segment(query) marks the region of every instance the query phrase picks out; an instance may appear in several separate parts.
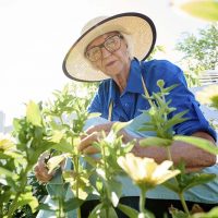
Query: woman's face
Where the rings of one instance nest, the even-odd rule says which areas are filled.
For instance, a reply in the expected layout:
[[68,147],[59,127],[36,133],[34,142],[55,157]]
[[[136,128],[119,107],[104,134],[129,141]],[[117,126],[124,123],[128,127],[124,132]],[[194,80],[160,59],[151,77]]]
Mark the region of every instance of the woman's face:
[[130,70],[128,44],[118,32],[106,33],[95,38],[87,46],[85,53],[94,68],[111,77]]

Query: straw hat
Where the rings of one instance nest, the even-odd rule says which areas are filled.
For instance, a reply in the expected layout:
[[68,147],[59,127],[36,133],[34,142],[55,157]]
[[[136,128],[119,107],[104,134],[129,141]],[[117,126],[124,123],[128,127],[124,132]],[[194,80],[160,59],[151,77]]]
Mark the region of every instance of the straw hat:
[[[92,68],[84,52],[88,44],[96,37],[120,32],[130,38],[132,56],[145,60],[152,52],[156,41],[156,28],[153,21],[141,13],[121,13],[113,16],[100,16],[89,21],[82,29],[81,37],[74,43],[63,60],[63,72],[75,81],[95,82],[108,78],[101,71]],[[128,40],[129,43],[129,40]]]

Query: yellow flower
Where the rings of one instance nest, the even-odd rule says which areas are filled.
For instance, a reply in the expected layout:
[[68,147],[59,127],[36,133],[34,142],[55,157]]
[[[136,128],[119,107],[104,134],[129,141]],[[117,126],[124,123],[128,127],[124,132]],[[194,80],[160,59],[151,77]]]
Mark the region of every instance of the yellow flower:
[[9,134],[0,133],[0,150],[9,150],[14,147],[12,137]]
[[165,160],[158,165],[152,158],[135,157],[132,153],[119,157],[118,164],[136,184],[145,184],[147,187],[161,184],[180,173],[180,170],[169,170],[172,161]]
[[209,85],[196,93],[196,99],[205,105],[211,105],[216,96],[218,97],[218,85]]

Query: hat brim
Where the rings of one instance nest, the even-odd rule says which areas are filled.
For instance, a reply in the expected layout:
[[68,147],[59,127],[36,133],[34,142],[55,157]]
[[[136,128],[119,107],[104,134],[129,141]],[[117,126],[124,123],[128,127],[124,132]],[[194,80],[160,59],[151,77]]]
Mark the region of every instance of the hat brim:
[[141,13],[121,13],[99,22],[74,43],[63,60],[64,74],[81,82],[97,82],[108,78],[101,71],[92,68],[84,51],[96,37],[114,31],[131,36],[133,44],[131,55],[138,60],[145,60],[153,51],[156,41],[156,28],[153,21]]

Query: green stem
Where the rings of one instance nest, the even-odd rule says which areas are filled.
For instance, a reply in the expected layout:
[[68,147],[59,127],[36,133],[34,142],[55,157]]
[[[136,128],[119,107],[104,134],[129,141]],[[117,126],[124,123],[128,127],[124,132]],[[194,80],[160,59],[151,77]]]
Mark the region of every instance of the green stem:
[[[172,161],[172,156],[171,156],[171,152],[170,152],[169,146],[167,147],[167,153],[168,153],[168,159]],[[174,170],[173,165],[172,165],[171,169]],[[177,177],[174,177],[174,181],[175,181],[177,185],[179,186],[179,181],[178,181]],[[185,203],[183,193],[178,193],[178,195],[180,197],[180,201],[182,203],[182,207],[183,207],[184,211],[190,216],[190,211],[187,209],[187,205]]]
[[11,203],[11,206],[9,207],[9,211],[8,211],[8,215],[7,217],[8,218],[11,218],[14,214],[14,211],[17,209],[19,205],[17,205],[17,202],[19,202],[19,197],[20,195],[24,192],[25,190],[25,186],[26,186],[26,183],[27,183],[27,173],[28,173],[28,170],[29,170],[29,167],[28,165],[26,166],[26,169],[24,170],[24,172],[21,174],[21,185],[20,185],[20,191],[16,192],[16,195],[13,199],[13,202]]
[[[80,177],[78,165],[80,165],[78,157],[75,156],[75,161],[74,161],[74,167],[75,167],[74,169],[76,173],[75,196],[77,198],[78,198],[78,177]],[[77,208],[77,218],[81,218],[81,207]]]
[[140,211],[145,214],[145,193],[146,190],[144,187],[141,187],[141,194],[140,194]]
[[185,203],[183,193],[180,193],[179,196],[180,196],[180,201],[181,201],[181,203],[182,203],[182,206],[183,206],[184,211],[185,211],[185,213],[189,215],[189,217],[190,217],[190,211],[189,211],[187,205],[186,205],[186,203]]

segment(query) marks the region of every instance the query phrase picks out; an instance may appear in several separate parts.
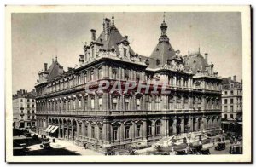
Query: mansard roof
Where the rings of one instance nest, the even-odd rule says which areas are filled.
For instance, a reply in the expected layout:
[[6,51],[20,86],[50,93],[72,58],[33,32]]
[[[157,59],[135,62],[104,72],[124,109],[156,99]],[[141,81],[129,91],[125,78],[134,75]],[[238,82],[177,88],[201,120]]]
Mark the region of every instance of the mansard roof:
[[[115,27],[113,24],[110,26],[109,32],[110,32],[109,35],[106,39],[105,32],[103,30],[101,35],[96,40],[95,43],[98,43],[102,45],[103,50],[110,50],[112,48],[114,48],[117,55],[120,55],[120,51],[118,47],[118,44],[122,43],[126,43],[127,45],[129,45],[127,36],[122,36],[119,31]],[[131,55],[135,55],[135,52],[132,50],[132,49],[130,46],[128,47],[129,47],[130,54]]]
[[[170,40],[167,37],[167,25],[165,22],[165,20],[163,20],[160,28],[161,36],[159,38],[159,42],[156,47],[154,49],[150,58],[155,60],[155,61],[158,60],[159,65],[162,66],[166,62],[166,60],[169,60],[175,57],[176,53],[172,46],[171,45]],[[154,62],[154,64],[155,64],[155,62]]]
[[200,51],[195,54],[189,55],[185,58],[185,67],[192,70],[193,73],[196,73],[197,71],[205,71],[206,67],[211,66],[208,65],[207,60],[201,55]]

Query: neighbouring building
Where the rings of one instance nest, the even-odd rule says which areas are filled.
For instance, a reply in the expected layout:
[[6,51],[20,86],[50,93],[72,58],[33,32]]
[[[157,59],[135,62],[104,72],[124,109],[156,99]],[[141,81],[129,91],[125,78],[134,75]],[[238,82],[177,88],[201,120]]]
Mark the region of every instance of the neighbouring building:
[[35,128],[36,100],[35,90],[20,89],[13,95],[13,127]]
[[[106,152],[131,145],[152,145],[169,136],[221,130],[221,78],[200,49],[179,55],[167,37],[163,20],[160,37],[151,55],[137,54],[128,36],[113,20],[104,19],[103,30],[84,47],[79,65],[63,70],[57,59],[38,73],[36,88],[37,131],[87,144]],[[173,40],[174,41],[174,40]],[[142,43],[143,44],[143,43]],[[98,91],[100,81],[164,83],[168,95],[137,88],[129,91]],[[90,84],[90,93],[85,91]],[[151,84],[150,84],[151,85]]]
[[242,127],[242,81],[236,76],[222,81],[222,127],[225,131],[240,131]]

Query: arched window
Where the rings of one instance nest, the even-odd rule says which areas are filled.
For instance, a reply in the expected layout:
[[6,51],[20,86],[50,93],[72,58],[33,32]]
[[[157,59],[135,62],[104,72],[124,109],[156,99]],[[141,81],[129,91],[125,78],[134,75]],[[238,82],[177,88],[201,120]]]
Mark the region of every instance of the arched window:
[[148,111],[151,111],[152,110],[152,97],[151,95],[147,95],[147,101],[146,101],[146,103],[147,103],[147,109]]
[[157,95],[155,96],[155,109],[160,110],[160,96]]
[[160,135],[161,134],[161,122],[160,120],[158,120],[155,122],[155,135]]
[[98,68],[98,79],[101,79],[102,78],[102,68]]
[[141,124],[136,125],[136,137],[141,136]]
[[172,95],[170,95],[168,97],[168,102],[169,102],[169,109],[173,110],[174,109],[174,99]]
[[147,122],[147,135],[148,136],[152,135],[152,122],[151,121]]

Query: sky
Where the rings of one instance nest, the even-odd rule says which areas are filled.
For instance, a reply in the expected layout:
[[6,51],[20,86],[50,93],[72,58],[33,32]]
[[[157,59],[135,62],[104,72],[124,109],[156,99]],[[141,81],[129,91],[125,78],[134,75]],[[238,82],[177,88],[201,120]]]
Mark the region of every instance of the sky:
[[[96,37],[102,32],[103,18],[113,13],[12,14],[13,94],[31,91],[44,63],[49,66],[57,56],[64,66],[74,67],[83,54],[83,43],[90,42],[90,29]],[[133,50],[149,56],[160,36],[163,13],[113,13],[116,27],[127,35]],[[166,13],[167,36],[181,55],[188,51],[208,53],[208,62],[222,78],[241,79],[242,37],[241,13]]]

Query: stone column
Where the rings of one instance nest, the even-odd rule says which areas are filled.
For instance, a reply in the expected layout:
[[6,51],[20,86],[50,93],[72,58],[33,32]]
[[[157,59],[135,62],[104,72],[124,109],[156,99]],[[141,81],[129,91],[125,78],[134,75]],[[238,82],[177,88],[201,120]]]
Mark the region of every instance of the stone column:
[[59,122],[59,124],[58,124],[59,128],[58,128],[58,139],[61,138],[61,124]]
[[119,139],[120,139],[120,141],[123,142],[124,141],[124,129],[125,129],[125,126],[124,126],[124,123],[120,123],[120,135],[119,135]]
[[184,133],[184,117],[183,116],[181,117],[180,119],[181,119],[181,122],[180,122],[181,130],[180,130],[180,132]]
[[147,138],[147,120],[143,120],[143,138],[146,139]]
[[193,132],[193,117],[189,117],[189,132]]
[[195,118],[195,131],[198,131],[198,118]]
[[206,125],[207,125],[207,118],[206,117],[201,118],[201,130],[206,130]]
[[71,138],[72,138],[72,140],[73,140],[74,139],[74,136],[73,136],[73,123],[71,123],[72,124],[71,124]]
[[177,117],[173,118],[172,129],[173,135],[177,134]]
[[163,117],[163,119],[161,121],[161,134],[162,136],[166,136],[169,134],[169,120],[168,118]]
[[77,121],[77,136],[76,139],[79,140],[80,135],[80,123]]
[[155,120],[152,120],[152,124],[151,124],[151,128],[152,128],[152,135],[155,135]]

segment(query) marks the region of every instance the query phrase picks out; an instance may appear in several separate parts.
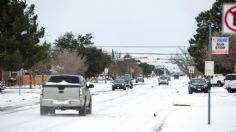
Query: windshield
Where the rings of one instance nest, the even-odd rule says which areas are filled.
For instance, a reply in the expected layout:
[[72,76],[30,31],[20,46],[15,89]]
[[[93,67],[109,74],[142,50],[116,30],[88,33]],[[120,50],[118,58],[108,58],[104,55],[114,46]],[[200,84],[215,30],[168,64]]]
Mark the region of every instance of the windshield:
[[204,79],[193,79],[193,80],[191,80],[191,83],[206,83],[206,80],[204,80]]
[[66,81],[68,83],[79,83],[79,78],[76,76],[52,76],[48,82],[59,83]]
[[227,75],[225,80],[236,80],[236,75]]

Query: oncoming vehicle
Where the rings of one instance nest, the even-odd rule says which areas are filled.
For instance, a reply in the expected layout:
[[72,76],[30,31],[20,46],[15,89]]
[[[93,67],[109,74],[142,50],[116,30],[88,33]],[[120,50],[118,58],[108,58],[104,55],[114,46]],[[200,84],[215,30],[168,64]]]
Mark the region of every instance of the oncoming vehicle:
[[114,91],[115,89],[126,90],[125,80],[124,79],[115,79],[112,83],[112,91]]
[[0,93],[6,88],[4,81],[0,81]]
[[92,97],[85,79],[80,75],[53,75],[43,85],[40,114],[55,114],[55,110],[73,109],[79,115],[92,113]]
[[120,76],[118,79],[125,80],[125,86],[129,88],[133,88],[132,78],[130,76]]
[[224,79],[225,79],[225,76],[223,76],[222,74],[215,74],[215,75],[211,76],[211,84],[221,87],[225,83]]
[[169,78],[166,76],[160,76],[158,78],[158,85],[161,85],[161,84],[169,85]]
[[136,83],[138,83],[138,82],[144,83],[144,78],[142,76],[137,77],[136,78]]
[[210,88],[210,83],[207,82],[204,78],[193,78],[188,83],[188,93],[192,94],[193,92],[204,92],[208,93]]
[[224,87],[229,93],[236,92],[236,74],[227,74],[226,75]]

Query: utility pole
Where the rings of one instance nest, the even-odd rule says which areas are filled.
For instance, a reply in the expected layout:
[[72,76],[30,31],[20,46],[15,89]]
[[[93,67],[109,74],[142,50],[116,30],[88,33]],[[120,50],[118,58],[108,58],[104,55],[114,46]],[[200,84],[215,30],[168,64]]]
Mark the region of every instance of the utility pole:
[[[212,32],[212,23],[208,23],[209,26],[209,40],[208,40],[208,60],[211,61],[211,32]],[[211,83],[211,77],[209,76],[209,81]],[[211,124],[211,86],[208,87],[208,125]]]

EXERCISE REQUIREMENTS: Reproduce the listing above word for word, from its first line down through the line containing "Mark the region of every instance of the woman's", and leave the pictures out of your copy.

FULL ANSWER:
segment(query) marks the region of every instance the query phrase picks out; an instance may appear in several separate parts.
Query: woman's face
Where the rings of one instance nest, the even-odd rule says which areas are filled.
For instance, a reply in the expected layout:
[[68,147],[59,127],[36,133],[34,142],[55,157]]
[[[136,128],[119,107],[104,134],[129,141]],[[117,126],[124,123],[128,127],[124,132]],[[194,80],[160,59],[151,77]]]
Mark the region of every instance of the woman's face:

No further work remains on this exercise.